COMPLETE THE FOLLOWING
(1) According to the chronic illness account below, how often is there usually a doctor's appointment?
(2) Which weekly appointments does the chronic illness account below describe? List every one.

====== DOCUMENT SECTION

I use the “around me” app to figure out where all public restrooms are in case I have bowels spasms. I try to locate a fresh market or whole foods within close proximity to our hotel enabling me to have access to safe food if I cant eat in the restaurants we are dining. If there are none? I don’t eat at all. If I don’t eat I can be guaranteed acid build up and esophagus spasms and a migraine. Not planning is not an option.
Your day probably consists of going to the gym or work. I go to physical therapy once a week to try and keep my muscles and skin fluid. Another session once a week to work out the fibroma tumors that are growing on the bottoms of my feet and wrap themselves in my fibrous tissue of my back. The following day is a weekly massage to work out the pain of the previous two day’s physical therapy. One day a week I have a pedicure and manicure to try and cut away the ever thickening skin on my cuticles. If I don’t do this? My fingertips split to the quick and my cuticles pull away from the nail bed risking infection. I usually have a doctors appointment once a month for chronic bladder infections, bowel disfunction and chest fluid.
I no longer drive out of town by myself unless a family member will be in the town I’m traveling too. Anything can trigger an allergic reaction or a stroke like migraine. Unless it is in town I have someone with me in a moving vehicle at all times.

============
====== RECORD EXTRACTS

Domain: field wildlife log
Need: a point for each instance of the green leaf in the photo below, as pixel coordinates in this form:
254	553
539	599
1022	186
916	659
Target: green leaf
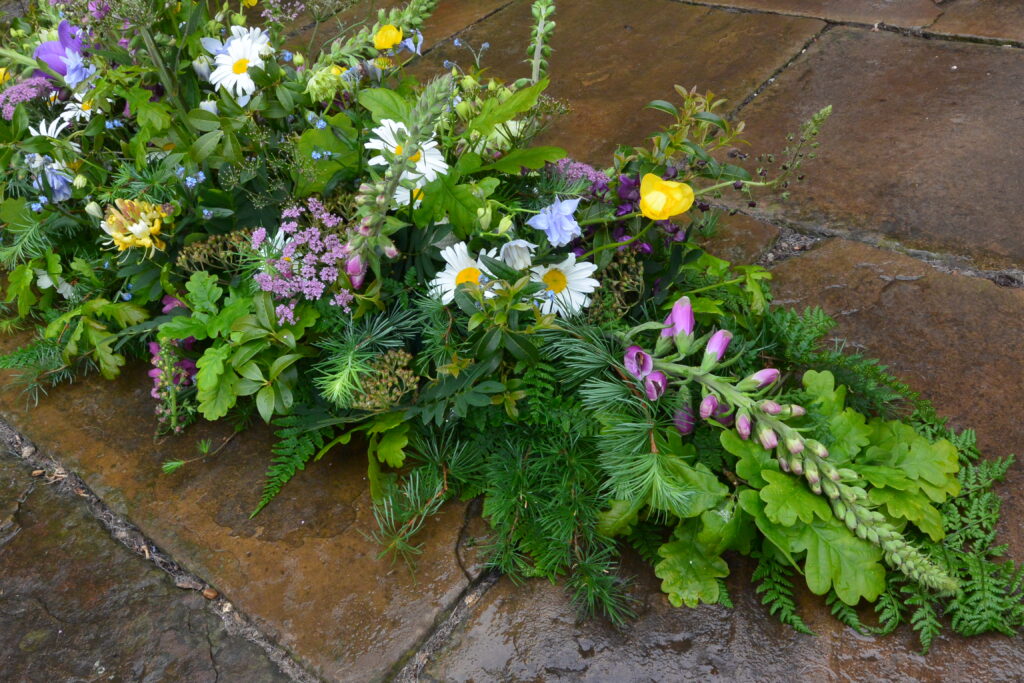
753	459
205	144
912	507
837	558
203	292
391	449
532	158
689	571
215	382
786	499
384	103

============
====== RECORD EXTRACTS

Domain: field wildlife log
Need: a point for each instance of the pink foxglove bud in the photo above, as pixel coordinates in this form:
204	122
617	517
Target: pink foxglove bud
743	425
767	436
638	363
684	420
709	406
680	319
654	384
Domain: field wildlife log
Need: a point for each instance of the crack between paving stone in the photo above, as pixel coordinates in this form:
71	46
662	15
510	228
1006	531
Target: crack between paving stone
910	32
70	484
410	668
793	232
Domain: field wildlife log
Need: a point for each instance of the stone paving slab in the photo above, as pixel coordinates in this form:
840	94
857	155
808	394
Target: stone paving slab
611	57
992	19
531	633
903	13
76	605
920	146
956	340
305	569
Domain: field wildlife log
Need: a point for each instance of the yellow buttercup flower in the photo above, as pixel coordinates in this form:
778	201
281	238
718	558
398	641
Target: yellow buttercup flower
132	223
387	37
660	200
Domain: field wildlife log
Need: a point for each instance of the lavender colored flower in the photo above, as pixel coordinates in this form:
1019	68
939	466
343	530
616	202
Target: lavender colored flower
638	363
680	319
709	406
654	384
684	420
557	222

============
====== RECORD EXTRACTS

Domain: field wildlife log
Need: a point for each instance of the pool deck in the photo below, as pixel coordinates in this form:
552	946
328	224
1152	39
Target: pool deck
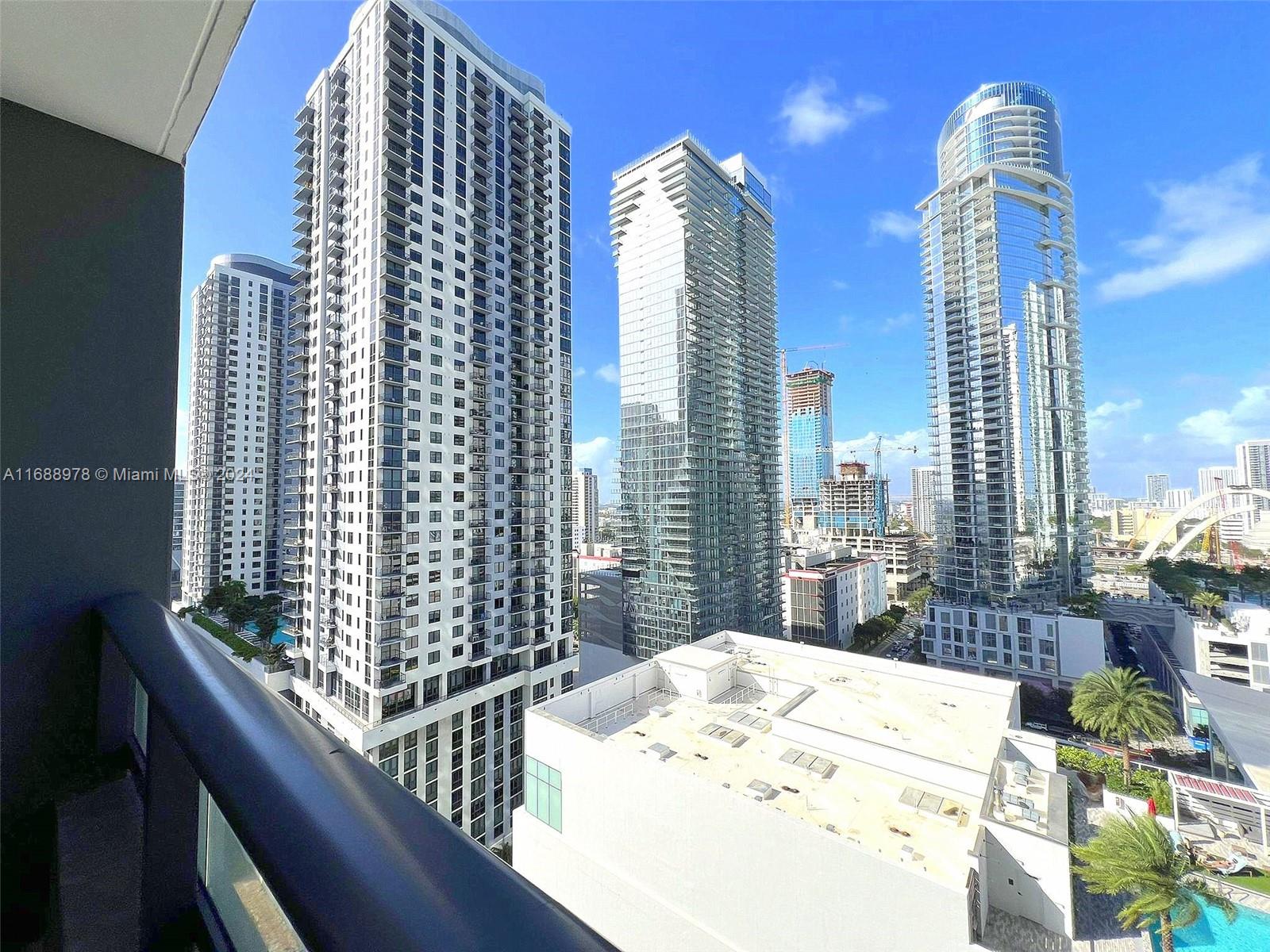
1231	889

============

SOLUTION SET
(1) Usually once a month.

(2)
- Physical therapy to keep the muscles and skin fluid
- A session to work out the fibroma tumors
- A massage to work out the pain from the previous two days of physical therapy
- A pedicure and manicure to cut away the thickening skin on the cuticles